DOCUMENT PASSAGE:
▽

Scale your thinking for better testing

I went to an absolutely fascinating talk a while ago, when we could go to talks. To be honest it was a very strange corporate event, but it was local and a friend was speaking. A particular talk caught my eyes and ears. An Ops Engineer had carved out a new path, load testing to forecast cloud spend. Many clients were being burned by exponential costs as their business grew. Apparently, most cloud cost calculators provided by vendors are broken nonsense. Full of marketing bias and false assumptions.

This really struck me. If we as testers are looking to create value, this was a great example of addressing a huge business risk using testing. I found myself asking lots of questions and discussing the example further with the speaker afterwards. Then it struck me again. I hear a lot about testers becoming automation experts, accessibility gurus or white hat hackers. All very worthy but the performance and load tester option is still a rarely trodden career path and a great proponent is hard to find. It starts with scaling your thinking. Rather than poking at a system in a test environment with one webserver and saying everything looks fine. What about when there are a hundred load balanced webservers? Message queues with multiple partitions with elected leaders in a cluster? You get the picture.

There are many compelling reasons to make this mindset shift, that can really set you apart when it comes to testing:

  • Systems at scale – the first time I had to test something at scale, like millions of concurrent users type scale it changed the way I looked at testing. The reality was that on this scale pass and fail doesn’t cut it. You have to learn to think ranges and tolerances, not binary. If you have millions of users, for someone, somewhere your application will be slow, broken and annoying. Plus, you know that hard to reproduce bug? If you can find it, then thousands of customers will find it too. You might get more help pin-pointing it by mentioning this in passing. When you model for load or performance testing, you appreciate the boundaries of your testing more acutely. Done doesn’t really mean done until you can do it for the number of users you need, at the speed you need it.
  • Valuable automation – as mentioned above, test automation is big and most job adverts talk about it, we talk about it continuously. A targeted, fast set of automated acceptance tests are an asset to any pipeline. But you need the pipeline and the ability to deploy an application that is ready to serve requests in a safe manner. For the most part, test automation at an application level is a pain without the ability to deploy. If you aim to build in some form of early load testing, you will start to build a picture of what you need to deploy safely and start a meaningful test. Instance sizes, load balancing, base data, health checks, smoke tests. All the stuff you need for a great deployment pipeline, all the way to Production.

△

WRITTEN EXERCISE 1: Extract every line of the records that contains the string "with".
WRITTEN EXERCISE 2: Write the next part of the article on scaling your thinking for better testing, picking up after its last sentence.

Point placement records:

▽

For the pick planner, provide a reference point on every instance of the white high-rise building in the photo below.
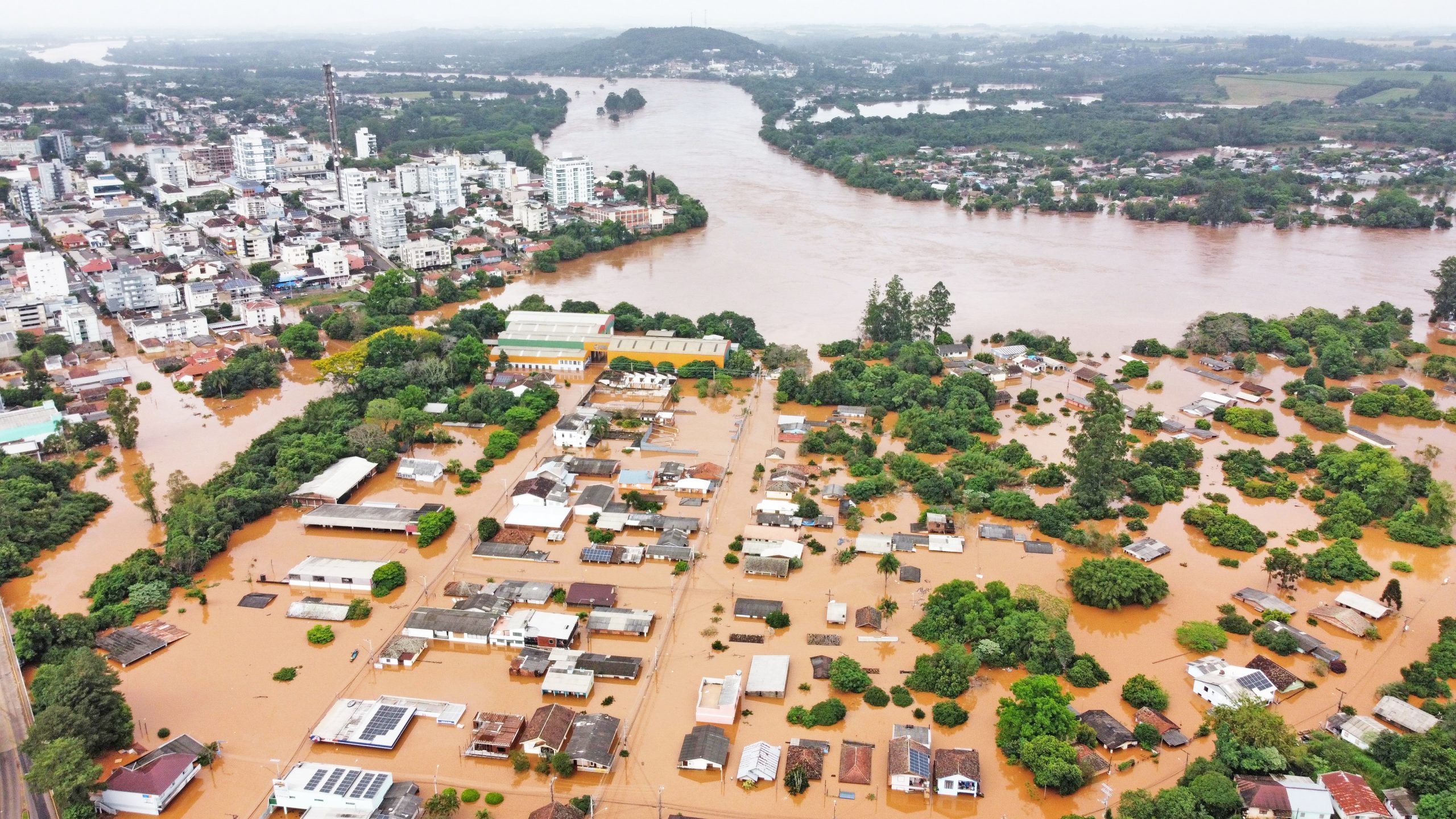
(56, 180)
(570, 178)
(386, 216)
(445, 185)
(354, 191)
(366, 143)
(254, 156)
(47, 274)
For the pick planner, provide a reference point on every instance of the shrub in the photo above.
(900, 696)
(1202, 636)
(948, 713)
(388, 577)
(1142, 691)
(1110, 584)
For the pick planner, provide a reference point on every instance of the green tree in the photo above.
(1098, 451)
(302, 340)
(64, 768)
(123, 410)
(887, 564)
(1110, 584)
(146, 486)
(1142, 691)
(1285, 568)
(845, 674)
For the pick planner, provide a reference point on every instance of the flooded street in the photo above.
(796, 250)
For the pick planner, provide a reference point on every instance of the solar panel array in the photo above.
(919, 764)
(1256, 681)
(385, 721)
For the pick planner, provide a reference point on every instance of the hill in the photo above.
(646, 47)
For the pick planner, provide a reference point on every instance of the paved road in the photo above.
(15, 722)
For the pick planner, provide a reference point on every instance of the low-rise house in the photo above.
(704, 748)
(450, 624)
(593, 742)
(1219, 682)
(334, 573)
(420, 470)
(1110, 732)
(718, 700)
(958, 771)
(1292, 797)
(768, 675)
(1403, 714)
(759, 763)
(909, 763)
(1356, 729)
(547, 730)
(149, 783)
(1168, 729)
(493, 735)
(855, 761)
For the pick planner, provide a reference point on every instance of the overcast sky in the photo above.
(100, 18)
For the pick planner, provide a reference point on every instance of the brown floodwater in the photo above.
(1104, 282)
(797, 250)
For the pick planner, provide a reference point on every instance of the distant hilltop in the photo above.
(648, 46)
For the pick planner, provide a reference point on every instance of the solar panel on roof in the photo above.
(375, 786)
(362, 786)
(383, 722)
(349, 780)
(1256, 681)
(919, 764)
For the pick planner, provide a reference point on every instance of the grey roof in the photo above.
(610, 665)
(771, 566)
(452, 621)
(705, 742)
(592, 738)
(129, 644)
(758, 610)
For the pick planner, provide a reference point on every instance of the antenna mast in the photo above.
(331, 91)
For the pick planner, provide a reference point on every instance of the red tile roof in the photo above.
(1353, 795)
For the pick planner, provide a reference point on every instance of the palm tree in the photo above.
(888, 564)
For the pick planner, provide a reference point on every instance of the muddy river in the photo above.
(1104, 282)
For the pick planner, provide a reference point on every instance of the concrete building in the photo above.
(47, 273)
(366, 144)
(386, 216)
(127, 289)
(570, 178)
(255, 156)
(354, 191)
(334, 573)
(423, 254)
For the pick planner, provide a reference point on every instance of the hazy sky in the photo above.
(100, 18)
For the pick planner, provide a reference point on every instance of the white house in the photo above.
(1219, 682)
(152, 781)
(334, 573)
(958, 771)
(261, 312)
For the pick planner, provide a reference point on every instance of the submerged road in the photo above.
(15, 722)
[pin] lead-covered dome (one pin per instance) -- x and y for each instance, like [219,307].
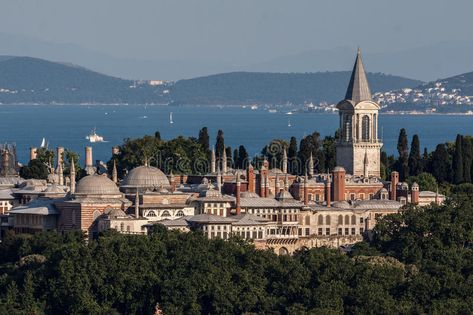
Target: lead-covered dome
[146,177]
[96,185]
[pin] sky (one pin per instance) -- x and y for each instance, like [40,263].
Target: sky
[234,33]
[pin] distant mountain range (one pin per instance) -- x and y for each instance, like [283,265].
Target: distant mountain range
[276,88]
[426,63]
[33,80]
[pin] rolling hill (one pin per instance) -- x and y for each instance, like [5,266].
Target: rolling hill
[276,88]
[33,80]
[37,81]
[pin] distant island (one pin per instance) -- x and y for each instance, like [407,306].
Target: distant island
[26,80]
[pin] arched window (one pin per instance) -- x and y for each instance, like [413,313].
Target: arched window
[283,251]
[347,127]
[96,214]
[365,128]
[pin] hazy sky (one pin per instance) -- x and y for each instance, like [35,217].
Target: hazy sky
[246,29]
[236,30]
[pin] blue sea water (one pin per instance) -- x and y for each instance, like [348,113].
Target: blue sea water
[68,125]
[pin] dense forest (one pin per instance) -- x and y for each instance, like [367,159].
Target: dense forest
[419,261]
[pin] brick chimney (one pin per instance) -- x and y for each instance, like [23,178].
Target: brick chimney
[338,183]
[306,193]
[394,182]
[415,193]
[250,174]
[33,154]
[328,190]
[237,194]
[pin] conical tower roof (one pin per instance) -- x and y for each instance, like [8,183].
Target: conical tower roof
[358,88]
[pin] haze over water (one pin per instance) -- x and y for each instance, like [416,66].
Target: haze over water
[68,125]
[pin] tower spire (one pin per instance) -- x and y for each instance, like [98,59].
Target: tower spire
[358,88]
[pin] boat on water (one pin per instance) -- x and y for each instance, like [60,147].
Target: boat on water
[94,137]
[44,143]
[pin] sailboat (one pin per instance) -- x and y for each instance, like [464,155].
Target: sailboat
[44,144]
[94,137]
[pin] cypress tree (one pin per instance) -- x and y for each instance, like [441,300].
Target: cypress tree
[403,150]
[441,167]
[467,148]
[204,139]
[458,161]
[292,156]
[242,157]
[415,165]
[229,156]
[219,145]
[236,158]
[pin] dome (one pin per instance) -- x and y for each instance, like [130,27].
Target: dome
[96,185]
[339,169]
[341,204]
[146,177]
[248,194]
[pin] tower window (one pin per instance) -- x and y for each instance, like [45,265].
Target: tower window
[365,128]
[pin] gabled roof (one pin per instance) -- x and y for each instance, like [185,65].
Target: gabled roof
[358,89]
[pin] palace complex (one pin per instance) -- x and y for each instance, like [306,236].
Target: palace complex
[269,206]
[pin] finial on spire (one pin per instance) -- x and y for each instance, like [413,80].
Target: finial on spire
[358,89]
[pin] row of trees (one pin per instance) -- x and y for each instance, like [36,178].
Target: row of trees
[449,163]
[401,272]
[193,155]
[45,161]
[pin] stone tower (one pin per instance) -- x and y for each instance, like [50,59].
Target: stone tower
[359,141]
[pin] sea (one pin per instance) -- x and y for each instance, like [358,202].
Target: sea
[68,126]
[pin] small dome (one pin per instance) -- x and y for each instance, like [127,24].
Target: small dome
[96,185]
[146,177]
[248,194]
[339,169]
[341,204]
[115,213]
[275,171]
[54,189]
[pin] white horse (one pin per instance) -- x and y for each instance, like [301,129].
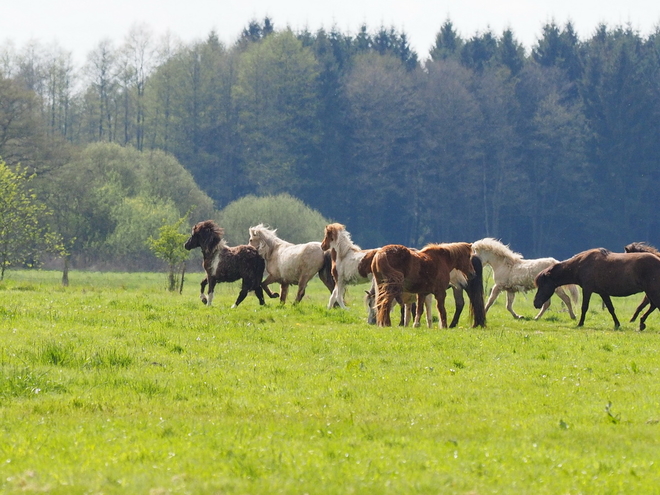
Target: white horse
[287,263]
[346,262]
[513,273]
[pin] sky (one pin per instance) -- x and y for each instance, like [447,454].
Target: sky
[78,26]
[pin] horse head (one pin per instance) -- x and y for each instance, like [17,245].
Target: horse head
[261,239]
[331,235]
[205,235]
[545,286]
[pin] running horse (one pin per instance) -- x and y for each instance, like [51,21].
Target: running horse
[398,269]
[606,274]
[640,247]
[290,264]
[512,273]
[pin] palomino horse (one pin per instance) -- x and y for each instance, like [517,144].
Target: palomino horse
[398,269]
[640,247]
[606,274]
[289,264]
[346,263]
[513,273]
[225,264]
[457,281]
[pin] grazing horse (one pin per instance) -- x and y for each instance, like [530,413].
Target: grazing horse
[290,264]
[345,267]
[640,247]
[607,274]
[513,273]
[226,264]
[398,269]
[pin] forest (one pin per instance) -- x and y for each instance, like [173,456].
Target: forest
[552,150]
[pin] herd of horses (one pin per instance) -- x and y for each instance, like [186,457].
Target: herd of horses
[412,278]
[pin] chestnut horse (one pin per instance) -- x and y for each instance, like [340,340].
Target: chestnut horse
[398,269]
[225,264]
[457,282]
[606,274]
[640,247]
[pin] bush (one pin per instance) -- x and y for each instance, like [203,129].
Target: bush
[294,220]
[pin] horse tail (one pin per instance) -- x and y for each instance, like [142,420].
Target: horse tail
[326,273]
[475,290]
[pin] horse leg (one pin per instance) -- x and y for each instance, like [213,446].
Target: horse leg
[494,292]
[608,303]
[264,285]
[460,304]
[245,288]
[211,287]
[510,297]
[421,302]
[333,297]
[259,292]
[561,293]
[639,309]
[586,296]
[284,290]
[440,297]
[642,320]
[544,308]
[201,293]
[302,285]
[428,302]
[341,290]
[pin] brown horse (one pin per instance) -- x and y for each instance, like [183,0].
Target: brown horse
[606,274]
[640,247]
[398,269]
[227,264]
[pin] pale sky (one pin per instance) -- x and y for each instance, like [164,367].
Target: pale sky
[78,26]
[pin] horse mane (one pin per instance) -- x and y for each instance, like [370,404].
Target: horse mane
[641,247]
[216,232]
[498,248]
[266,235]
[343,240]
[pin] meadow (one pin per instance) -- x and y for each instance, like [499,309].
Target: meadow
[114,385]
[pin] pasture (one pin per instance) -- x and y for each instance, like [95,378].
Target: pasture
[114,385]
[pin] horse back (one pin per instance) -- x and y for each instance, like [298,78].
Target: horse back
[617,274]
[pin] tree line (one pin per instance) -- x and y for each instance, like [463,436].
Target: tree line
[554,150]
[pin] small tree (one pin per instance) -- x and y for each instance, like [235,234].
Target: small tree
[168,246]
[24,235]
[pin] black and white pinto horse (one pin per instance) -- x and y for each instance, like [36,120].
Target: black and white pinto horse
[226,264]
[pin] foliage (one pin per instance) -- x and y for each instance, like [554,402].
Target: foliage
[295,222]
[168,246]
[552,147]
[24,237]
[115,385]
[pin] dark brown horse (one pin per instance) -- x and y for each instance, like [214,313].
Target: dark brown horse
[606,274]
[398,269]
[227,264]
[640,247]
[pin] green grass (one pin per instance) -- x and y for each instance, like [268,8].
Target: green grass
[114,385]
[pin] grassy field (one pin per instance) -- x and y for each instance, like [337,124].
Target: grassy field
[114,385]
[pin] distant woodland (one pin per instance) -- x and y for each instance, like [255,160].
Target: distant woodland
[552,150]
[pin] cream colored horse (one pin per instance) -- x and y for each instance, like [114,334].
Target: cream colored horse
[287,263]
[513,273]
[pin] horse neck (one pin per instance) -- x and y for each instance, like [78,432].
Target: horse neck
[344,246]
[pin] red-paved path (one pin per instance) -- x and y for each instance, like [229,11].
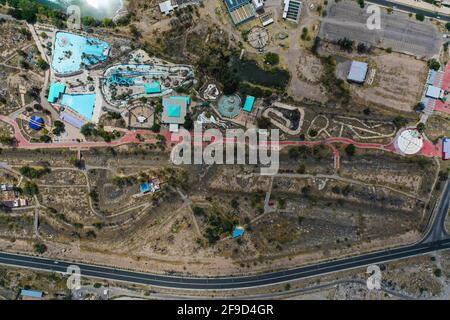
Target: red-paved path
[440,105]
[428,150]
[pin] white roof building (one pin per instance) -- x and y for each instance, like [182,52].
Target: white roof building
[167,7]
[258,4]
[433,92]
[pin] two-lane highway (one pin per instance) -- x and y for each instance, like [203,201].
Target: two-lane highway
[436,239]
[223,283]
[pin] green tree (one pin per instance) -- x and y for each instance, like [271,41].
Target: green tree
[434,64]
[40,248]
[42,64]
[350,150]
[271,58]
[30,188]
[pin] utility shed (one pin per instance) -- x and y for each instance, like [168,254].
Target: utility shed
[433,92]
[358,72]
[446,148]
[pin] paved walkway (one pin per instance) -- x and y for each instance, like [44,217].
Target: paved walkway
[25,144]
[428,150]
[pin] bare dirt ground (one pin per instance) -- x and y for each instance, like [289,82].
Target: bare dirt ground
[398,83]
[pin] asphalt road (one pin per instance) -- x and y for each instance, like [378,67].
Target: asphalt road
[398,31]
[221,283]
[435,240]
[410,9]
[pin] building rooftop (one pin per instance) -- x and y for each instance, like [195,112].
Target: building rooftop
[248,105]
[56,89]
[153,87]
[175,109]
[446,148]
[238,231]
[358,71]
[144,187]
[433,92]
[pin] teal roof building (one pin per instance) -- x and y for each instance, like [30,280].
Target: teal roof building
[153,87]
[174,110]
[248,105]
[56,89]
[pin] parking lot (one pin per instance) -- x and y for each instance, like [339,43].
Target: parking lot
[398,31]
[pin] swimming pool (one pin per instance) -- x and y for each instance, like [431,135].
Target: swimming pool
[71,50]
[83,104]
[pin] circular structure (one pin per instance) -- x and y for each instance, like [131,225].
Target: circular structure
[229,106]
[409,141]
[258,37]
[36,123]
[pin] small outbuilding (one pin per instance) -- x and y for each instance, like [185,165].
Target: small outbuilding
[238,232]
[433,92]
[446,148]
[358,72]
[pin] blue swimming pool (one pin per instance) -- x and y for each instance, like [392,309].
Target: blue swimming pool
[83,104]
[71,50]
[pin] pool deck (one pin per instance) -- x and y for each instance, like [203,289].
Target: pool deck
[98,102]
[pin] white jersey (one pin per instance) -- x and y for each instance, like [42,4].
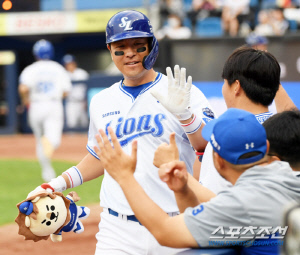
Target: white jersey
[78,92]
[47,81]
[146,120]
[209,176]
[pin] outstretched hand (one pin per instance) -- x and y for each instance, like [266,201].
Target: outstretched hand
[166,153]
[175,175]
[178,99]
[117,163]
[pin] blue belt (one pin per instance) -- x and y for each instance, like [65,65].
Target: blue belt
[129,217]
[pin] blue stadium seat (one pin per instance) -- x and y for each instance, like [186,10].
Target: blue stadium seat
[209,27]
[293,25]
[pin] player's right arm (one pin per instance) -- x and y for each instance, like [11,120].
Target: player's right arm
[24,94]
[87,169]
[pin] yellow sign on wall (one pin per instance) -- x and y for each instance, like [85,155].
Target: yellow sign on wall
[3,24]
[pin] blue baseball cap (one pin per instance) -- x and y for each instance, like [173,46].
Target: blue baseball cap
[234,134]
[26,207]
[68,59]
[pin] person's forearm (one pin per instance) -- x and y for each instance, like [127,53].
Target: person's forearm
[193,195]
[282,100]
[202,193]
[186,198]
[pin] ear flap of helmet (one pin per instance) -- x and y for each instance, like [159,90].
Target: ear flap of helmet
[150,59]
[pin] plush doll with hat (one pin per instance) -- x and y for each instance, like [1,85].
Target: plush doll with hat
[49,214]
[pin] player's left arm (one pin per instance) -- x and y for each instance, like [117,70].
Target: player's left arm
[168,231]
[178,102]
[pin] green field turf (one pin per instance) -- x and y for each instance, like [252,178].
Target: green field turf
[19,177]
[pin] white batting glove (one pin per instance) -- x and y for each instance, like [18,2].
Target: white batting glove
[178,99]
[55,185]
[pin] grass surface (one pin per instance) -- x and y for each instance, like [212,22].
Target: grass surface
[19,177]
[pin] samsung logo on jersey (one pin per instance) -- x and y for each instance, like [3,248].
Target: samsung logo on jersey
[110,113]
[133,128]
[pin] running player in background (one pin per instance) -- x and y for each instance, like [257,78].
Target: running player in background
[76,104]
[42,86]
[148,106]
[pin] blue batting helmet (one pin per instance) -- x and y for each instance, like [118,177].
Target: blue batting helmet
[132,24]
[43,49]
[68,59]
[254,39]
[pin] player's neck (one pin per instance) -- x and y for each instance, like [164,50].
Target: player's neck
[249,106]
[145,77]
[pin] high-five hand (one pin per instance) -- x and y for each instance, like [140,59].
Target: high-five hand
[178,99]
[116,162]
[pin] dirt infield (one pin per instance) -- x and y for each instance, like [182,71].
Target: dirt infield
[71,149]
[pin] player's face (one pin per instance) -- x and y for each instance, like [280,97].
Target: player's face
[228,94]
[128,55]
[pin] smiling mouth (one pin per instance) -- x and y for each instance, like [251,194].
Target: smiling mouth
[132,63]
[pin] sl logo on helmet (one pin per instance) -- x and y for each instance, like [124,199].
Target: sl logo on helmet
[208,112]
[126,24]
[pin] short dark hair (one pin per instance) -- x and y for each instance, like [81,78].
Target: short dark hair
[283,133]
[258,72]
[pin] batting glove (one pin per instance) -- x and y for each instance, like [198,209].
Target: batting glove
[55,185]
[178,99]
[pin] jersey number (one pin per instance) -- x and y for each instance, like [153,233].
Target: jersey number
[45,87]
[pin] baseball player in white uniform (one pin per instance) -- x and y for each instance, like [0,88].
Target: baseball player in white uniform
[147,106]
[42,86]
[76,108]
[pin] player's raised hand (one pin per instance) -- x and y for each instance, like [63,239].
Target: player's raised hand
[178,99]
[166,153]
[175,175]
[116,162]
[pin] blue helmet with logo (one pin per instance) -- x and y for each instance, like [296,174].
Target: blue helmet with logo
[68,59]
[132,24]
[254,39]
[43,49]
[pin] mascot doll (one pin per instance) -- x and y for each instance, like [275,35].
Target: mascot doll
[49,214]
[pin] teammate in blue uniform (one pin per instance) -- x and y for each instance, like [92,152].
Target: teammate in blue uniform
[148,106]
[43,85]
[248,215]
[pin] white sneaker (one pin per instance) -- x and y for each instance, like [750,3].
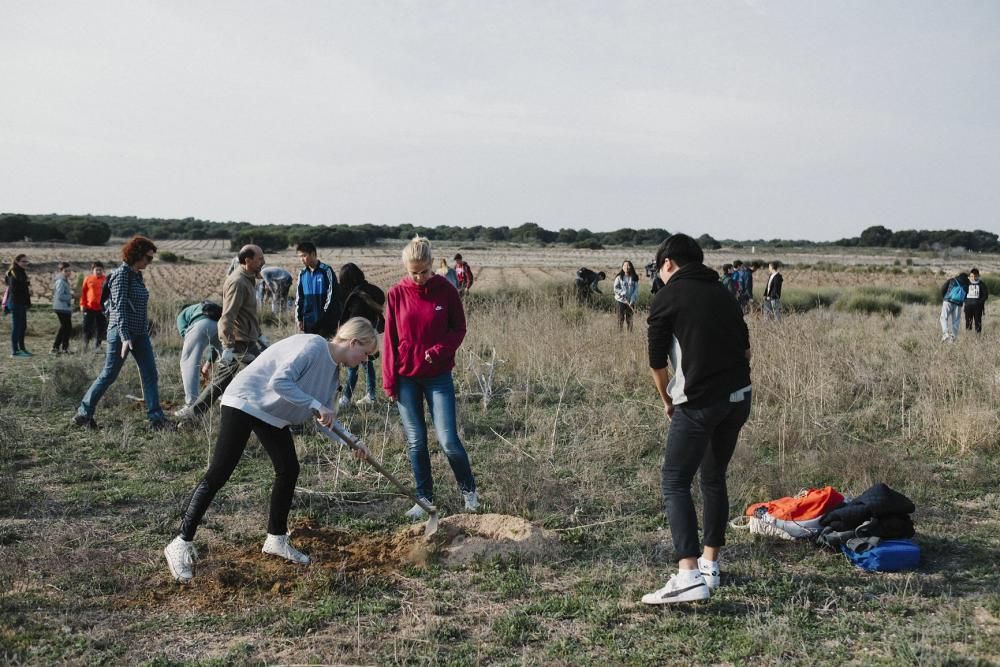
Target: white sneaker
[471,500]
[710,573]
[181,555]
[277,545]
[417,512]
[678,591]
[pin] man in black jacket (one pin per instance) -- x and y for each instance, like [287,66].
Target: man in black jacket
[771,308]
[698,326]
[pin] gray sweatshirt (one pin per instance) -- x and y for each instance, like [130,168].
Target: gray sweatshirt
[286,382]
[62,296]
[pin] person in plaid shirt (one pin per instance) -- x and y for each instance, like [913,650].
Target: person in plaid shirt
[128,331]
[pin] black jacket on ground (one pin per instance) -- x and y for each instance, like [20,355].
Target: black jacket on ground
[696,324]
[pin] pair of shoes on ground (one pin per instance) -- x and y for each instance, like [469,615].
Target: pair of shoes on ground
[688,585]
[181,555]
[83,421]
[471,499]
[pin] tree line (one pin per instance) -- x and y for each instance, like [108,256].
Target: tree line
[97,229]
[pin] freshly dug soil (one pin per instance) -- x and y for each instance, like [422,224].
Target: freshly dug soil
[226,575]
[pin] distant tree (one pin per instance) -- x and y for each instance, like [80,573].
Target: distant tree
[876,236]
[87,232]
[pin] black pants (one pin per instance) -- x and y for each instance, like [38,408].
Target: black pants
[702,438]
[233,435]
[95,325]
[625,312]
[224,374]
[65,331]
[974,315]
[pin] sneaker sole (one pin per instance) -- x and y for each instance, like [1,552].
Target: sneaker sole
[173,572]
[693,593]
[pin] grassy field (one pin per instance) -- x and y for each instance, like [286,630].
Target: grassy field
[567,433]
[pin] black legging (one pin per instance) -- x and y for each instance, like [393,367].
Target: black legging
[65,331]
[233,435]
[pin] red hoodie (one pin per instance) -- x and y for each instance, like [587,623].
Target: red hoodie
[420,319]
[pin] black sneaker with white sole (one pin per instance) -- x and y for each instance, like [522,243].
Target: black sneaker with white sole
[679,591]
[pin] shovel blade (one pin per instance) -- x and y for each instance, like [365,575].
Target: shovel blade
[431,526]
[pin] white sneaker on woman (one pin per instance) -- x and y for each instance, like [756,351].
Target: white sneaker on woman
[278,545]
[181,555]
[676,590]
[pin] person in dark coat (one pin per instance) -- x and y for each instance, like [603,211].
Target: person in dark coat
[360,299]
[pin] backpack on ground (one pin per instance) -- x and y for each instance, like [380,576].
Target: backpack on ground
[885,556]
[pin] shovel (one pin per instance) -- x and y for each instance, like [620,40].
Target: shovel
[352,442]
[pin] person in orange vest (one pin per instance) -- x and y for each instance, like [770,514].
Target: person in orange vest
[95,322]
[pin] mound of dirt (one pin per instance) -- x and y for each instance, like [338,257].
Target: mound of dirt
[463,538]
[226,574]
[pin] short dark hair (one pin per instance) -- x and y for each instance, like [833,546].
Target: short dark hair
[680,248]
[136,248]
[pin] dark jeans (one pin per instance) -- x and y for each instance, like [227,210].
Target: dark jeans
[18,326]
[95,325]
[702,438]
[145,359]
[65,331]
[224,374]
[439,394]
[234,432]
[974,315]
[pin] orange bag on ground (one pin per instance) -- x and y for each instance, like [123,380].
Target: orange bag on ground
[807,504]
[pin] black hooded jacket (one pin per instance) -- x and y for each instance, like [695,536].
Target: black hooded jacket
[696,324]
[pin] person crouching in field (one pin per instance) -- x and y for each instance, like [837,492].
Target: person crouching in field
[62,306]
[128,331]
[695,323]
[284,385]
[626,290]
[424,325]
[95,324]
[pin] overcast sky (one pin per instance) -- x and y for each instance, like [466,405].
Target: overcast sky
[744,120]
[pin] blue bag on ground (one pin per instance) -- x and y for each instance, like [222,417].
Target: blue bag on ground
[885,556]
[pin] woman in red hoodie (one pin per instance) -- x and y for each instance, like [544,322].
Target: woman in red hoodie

△

WRITTEN RESPONSE 1:
[pin] plush doll with hat (one pin per instance) -- x and y for each instance, like [1,85].
Target: plush doll with hat
[pin] blue helmet with logo (one pin per instance) -- x and y for each instance, like [296,174].
Target: blue helmet with logo
[pin] black sneaker with white sole (one pin per instance) -- x and y for each instance, like [522,243].
Target: black sneaker with white sole

WRITTEN RESPONSE 2:
  • Early load testing – load testing? You don’t need to do that yet. I have heard that from an array of Project Managers, Scrum Masters even Developers on projects in various levels of chaos. If you bring forward at least some of your load testing, your project will thank you for it. Fight for it. Here’s the secret. Load testing isn’t really load testing. Its meeting your wider project and product goals testing, certainly from a technical standpoint. If its too late and the architecture is too firmly set, you might find one of those issues that give me a tingle of both excitement and fear. The architecture killer. If this is the day before a release, you will be popular.
  • Earlier concurrency problems – You will find all those lovely, early concurrency bugs that happen once you have built a component or two. As soon you can string a HTTP API and database together give it a go with a little more than checking the connection. You might get a nice surprise and a very valuable bit of information about code, configuration or both. From painful and joyful experience, definitely do this for stream processing technology. I’m talking to you every Kafka implementation I’ve ever done.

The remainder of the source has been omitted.